*Instructions to follow*
Convert the material, from its first line through the line that contains "177,37,203,60", into a JSON list of strings with one string per line, both of those lines included and blank lines left out.
— START Input records —
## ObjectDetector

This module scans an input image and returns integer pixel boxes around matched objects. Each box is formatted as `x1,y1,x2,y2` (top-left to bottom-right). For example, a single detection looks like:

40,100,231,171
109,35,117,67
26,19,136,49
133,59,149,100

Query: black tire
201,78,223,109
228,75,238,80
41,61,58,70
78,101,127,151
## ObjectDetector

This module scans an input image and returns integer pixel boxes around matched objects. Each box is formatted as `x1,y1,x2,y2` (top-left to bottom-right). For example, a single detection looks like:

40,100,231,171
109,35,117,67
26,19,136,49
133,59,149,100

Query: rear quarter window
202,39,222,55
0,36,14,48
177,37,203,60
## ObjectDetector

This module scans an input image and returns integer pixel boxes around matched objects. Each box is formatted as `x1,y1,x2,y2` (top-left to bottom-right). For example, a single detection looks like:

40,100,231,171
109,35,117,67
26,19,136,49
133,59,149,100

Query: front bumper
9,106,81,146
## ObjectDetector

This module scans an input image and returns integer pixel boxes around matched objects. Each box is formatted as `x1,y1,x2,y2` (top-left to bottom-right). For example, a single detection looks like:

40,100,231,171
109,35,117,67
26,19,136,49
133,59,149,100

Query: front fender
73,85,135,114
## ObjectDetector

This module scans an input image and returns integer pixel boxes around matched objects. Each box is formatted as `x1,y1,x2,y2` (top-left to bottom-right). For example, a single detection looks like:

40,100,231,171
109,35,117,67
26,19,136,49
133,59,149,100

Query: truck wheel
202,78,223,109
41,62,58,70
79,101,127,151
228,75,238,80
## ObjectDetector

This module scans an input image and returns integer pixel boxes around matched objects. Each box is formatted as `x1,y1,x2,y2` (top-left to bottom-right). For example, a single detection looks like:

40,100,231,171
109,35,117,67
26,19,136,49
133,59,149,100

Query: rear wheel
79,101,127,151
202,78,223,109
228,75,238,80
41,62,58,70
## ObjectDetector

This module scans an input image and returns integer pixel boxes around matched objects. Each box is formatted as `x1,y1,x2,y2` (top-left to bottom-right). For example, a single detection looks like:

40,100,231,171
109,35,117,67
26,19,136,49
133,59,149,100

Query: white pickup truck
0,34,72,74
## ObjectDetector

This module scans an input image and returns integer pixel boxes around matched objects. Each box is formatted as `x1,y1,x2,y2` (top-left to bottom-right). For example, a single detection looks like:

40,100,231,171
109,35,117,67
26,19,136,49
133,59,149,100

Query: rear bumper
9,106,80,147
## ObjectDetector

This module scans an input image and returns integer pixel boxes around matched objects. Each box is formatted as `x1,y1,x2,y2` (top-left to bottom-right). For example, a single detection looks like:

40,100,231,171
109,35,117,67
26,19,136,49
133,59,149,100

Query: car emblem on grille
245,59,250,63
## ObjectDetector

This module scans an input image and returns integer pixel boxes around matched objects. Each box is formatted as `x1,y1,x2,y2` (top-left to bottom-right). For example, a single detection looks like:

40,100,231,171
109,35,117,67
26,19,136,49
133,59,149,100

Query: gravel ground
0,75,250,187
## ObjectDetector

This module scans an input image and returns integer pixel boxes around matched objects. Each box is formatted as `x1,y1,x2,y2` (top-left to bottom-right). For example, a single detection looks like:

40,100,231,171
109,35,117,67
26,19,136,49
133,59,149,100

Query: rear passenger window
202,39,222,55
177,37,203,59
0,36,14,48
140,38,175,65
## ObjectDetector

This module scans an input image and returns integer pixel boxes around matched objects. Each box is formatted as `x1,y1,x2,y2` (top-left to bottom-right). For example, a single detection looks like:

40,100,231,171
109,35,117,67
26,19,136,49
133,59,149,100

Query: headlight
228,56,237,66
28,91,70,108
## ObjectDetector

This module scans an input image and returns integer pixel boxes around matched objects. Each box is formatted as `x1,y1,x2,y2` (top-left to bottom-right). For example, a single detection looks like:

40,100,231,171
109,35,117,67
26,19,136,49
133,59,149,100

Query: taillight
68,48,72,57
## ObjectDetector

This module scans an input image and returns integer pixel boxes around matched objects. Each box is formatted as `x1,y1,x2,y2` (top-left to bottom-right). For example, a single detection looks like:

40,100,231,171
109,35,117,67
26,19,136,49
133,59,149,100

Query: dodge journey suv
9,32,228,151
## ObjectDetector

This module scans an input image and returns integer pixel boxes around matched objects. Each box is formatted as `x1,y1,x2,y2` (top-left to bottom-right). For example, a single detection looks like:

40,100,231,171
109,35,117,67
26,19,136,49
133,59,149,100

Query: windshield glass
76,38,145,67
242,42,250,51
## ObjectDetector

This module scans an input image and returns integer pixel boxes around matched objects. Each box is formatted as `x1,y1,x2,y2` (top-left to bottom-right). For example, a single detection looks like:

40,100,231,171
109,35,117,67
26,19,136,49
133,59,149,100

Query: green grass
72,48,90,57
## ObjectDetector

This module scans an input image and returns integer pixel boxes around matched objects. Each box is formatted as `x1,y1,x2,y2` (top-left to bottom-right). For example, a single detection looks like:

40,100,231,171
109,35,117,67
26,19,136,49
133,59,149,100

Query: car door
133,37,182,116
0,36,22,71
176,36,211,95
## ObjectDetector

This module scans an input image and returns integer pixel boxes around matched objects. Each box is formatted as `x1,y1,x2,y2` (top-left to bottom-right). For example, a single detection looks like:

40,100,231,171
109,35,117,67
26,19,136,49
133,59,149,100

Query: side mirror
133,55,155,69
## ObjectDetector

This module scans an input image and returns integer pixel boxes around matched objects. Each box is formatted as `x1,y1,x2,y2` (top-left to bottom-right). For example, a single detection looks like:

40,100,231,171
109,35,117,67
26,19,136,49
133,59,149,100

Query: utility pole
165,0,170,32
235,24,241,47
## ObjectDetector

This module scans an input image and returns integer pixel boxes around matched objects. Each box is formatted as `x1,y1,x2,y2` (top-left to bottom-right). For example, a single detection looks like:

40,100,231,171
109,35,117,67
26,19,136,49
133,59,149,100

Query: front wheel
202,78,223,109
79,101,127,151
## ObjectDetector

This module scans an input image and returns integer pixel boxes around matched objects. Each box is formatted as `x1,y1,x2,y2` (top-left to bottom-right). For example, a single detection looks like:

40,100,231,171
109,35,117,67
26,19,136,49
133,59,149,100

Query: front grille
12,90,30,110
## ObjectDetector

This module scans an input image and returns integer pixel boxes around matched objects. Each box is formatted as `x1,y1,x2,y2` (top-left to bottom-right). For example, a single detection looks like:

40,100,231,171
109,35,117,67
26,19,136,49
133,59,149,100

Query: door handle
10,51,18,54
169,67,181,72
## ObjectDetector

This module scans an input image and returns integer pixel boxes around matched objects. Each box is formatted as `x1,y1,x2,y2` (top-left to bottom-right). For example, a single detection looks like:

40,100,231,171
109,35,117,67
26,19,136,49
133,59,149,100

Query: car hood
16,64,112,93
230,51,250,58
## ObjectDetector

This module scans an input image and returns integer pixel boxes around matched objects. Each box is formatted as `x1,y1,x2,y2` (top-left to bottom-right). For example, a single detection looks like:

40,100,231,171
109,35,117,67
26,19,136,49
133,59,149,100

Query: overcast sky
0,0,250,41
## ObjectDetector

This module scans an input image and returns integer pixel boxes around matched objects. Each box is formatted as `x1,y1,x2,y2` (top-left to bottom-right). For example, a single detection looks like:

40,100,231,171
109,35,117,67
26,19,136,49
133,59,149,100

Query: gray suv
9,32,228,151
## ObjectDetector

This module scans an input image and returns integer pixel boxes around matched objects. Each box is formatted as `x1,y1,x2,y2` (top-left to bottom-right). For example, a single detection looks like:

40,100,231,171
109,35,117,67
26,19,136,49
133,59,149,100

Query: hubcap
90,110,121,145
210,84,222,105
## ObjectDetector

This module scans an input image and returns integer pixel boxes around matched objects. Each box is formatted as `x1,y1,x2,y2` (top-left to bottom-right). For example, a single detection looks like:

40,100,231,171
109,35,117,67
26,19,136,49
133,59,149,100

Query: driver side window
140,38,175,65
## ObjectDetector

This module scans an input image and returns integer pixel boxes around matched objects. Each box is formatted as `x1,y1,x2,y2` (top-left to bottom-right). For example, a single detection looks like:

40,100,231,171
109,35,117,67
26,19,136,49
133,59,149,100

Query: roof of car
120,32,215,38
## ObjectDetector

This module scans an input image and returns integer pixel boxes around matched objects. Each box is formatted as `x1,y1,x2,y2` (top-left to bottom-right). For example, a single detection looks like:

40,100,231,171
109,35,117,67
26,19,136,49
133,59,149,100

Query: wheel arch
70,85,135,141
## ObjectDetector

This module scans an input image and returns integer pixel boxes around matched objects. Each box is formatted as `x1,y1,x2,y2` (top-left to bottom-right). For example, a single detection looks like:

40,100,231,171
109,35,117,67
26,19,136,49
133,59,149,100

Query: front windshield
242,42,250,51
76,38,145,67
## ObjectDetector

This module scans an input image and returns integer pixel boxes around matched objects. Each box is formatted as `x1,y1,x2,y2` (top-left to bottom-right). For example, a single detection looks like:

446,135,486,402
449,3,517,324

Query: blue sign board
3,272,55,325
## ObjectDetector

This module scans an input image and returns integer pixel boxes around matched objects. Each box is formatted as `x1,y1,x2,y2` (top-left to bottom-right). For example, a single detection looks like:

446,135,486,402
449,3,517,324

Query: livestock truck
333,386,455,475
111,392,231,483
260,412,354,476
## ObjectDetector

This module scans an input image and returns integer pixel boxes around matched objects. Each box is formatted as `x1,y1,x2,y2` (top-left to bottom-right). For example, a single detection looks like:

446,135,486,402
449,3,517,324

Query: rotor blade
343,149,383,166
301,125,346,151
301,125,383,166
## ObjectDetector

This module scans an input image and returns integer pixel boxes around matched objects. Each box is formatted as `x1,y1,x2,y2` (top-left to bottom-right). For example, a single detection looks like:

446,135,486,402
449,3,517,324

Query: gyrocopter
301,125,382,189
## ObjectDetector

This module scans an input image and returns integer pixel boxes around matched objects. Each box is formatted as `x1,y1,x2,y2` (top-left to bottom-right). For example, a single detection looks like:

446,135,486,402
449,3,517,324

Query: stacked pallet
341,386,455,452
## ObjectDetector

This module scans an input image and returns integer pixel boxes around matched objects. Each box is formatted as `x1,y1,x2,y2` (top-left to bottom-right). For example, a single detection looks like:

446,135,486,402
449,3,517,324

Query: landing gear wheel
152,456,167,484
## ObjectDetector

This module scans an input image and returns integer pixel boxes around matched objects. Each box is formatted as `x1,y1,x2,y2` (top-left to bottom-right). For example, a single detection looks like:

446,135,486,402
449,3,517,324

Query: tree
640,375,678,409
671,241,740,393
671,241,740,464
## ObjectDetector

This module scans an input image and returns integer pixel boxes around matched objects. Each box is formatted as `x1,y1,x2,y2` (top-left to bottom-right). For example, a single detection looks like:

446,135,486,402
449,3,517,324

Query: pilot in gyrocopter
— END Input records —
*Solution to this exercise*
[
  "## ObjectDetector",
  "This module scans an input image and returns integer pixel boxes around matched objects. Each box is formatted as `x1,y1,x2,y2` (top-left to bottom-right). For example, a single detection looks like:",
  "40,100,231,171",
  "109,35,117,67",
  "26,19,136,49",
  "133,59,149,100",
  "Query: black tire",
  "201,78,223,109",
  "228,75,238,80",
  "41,61,58,70",
  "78,101,127,151",
  "## ObjectDetector",
  "This module scans an input image and returns integer pixel boxes around matched objects. Each box is formatted as `x1,y1,x2,y2` (top-left to bottom-right). For example, a single detection looks like:",
  "40,100,231,171",
  "109,35,117,67",
  "26,19,136,49",
  "133,59,149,100",
  "Query: rear quarter window",
  "202,39,222,55",
  "0,36,14,48",
  "177,37,203,60"
]